Variant 11

1. Read the text and mark the following statements «True» or «False».

1 The millionaire in this story was blind. FALSE
2 He didn’t do what doctors told him to. FALSE
3 At last he invited a monk as a medical expert. TRUE
4 The monk’s advice was to look at green objects. TRUE
5 The millionaire invited painters to paint the house in different colours. FALSE
6 The monk came to the millionaire wearing green. FALSE
7 The monk poured green paint on the servants. FALSE
8 The monk said he didn’t actually mean to paint everything green. TRUE
9 The millionaire bought a pair of green spectacles in order to see the world green. FALSE
10 According to the moral of the story, the world starts changing after our attitude to a situation is changed. TRUE

2. Complete the text with the correct words from the box.

New York is an invisible city, a chameleon hiding in plain sight, a place that two people will never experience in quite the (1) same way. (2) Despite this, it is — like all great cities — constantly being explored, examined, and explained.

§ **SUPPLIED DATA**
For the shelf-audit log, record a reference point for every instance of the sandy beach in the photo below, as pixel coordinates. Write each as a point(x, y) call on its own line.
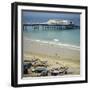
point(55, 55)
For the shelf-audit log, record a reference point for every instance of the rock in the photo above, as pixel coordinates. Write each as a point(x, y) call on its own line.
point(44, 73)
point(54, 72)
point(40, 69)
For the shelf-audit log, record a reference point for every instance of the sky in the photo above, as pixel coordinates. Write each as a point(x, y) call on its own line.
point(36, 16)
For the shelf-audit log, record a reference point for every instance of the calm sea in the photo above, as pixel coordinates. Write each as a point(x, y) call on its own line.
point(61, 37)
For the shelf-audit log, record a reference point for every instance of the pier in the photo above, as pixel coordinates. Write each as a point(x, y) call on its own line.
point(50, 25)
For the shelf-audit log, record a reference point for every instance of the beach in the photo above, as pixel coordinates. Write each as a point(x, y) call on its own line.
point(55, 54)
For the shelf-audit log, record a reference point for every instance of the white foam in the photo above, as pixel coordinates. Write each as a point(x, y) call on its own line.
point(56, 40)
point(74, 47)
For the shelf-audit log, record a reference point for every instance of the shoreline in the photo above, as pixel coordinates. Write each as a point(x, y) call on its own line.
point(55, 42)
point(55, 55)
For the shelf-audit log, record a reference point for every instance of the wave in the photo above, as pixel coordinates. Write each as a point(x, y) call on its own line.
point(56, 42)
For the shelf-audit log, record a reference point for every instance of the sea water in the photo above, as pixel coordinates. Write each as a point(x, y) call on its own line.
point(69, 37)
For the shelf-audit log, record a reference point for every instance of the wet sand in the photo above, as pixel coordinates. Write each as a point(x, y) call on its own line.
point(55, 55)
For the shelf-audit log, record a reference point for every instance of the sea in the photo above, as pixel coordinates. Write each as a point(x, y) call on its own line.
point(67, 37)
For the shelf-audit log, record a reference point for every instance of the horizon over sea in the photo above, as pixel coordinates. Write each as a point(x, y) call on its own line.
point(69, 37)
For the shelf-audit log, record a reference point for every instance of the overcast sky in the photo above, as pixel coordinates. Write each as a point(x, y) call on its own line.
point(35, 17)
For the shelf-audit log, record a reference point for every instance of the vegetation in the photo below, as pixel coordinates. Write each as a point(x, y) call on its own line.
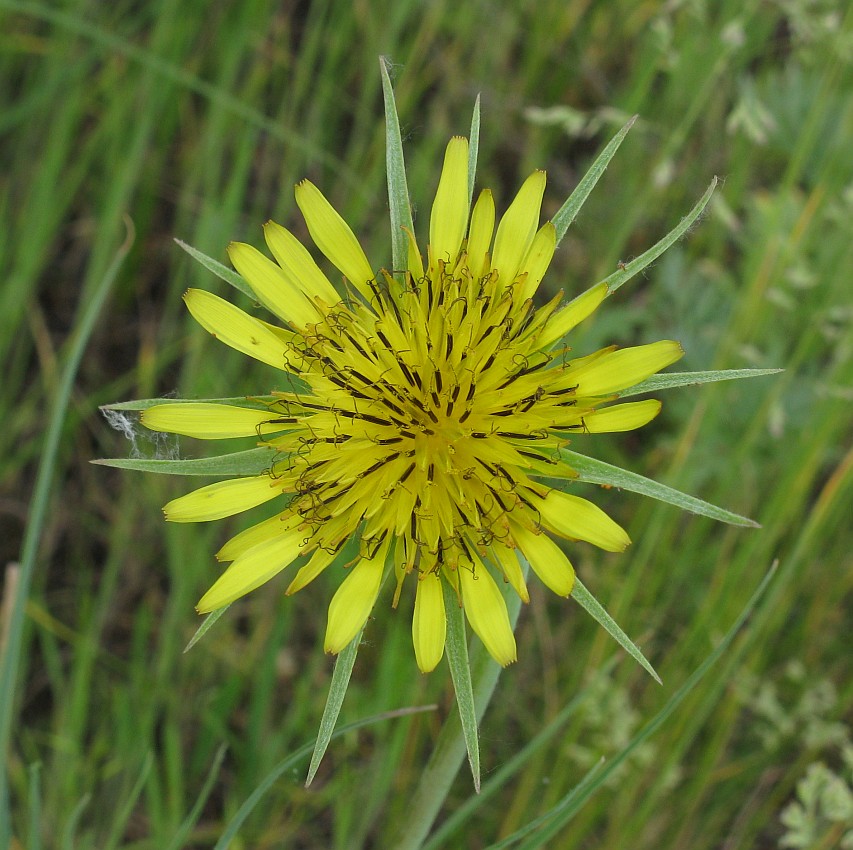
point(147, 121)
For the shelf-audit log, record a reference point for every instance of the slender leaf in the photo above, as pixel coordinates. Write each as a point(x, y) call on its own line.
point(598, 472)
point(398, 190)
point(571, 803)
point(70, 831)
point(473, 149)
point(627, 270)
point(202, 630)
point(460, 673)
point(568, 212)
point(180, 837)
point(337, 691)
point(595, 609)
point(685, 379)
point(222, 272)
point(449, 751)
point(249, 462)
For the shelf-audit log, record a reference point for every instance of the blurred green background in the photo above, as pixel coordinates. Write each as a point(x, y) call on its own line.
point(194, 120)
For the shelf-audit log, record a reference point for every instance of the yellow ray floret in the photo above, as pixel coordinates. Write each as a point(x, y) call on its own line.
point(430, 408)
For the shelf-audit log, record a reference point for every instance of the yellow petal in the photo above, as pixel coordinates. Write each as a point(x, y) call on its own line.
point(318, 562)
point(486, 612)
point(449, 216)
point(548, 560)
point(537, 260)
point(507, 560)
point(275, 289)
point(480, 233)
point(253, 568)
point(224, 498)
point(621, 417)
point(429, 624)
point(622, 368)
point(297, 262)
point(414, 263)
point(207, 421)
point(231, 325)
point(354, 600)
point(572, 315)
point(517, 227)
point(333, 237)
point(579, 519)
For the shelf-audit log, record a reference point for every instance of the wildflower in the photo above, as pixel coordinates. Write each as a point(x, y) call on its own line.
point(432, 402)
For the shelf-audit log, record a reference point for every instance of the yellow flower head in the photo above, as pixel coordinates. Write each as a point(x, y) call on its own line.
point(434, 403)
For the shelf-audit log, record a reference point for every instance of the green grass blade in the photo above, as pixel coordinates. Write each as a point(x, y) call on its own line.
point(460, 672)
point(248, 462)
point(596, 610)
point(222, 272)
point(202, 630)
point(568, 212)
point(562, 813)
point(112, 43)
point(190, 821)
point(627, 270)
point(598, 472)
point(463, 813)
point(68, 834)
point(334, 701)
point(38, 512)
point(686, 379)
point(398, 190)
point(473, 149)
point(292, 760)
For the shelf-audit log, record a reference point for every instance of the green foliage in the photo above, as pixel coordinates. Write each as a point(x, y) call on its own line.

§ **YOUR TASK**
Copy the Variant 11 exercise word for word from "New York is" to "examined, and explained.". The data has nothing to do with the Variant 11 exercise.

§ **EXPECTED OUTPUT**
New York is an invisible city, a chameleon hiding in plain sight, a place that two people will never experience in quite the (1) same way. (2) Despite this, it is — like all great cities — constantly being explored, examined, and explained.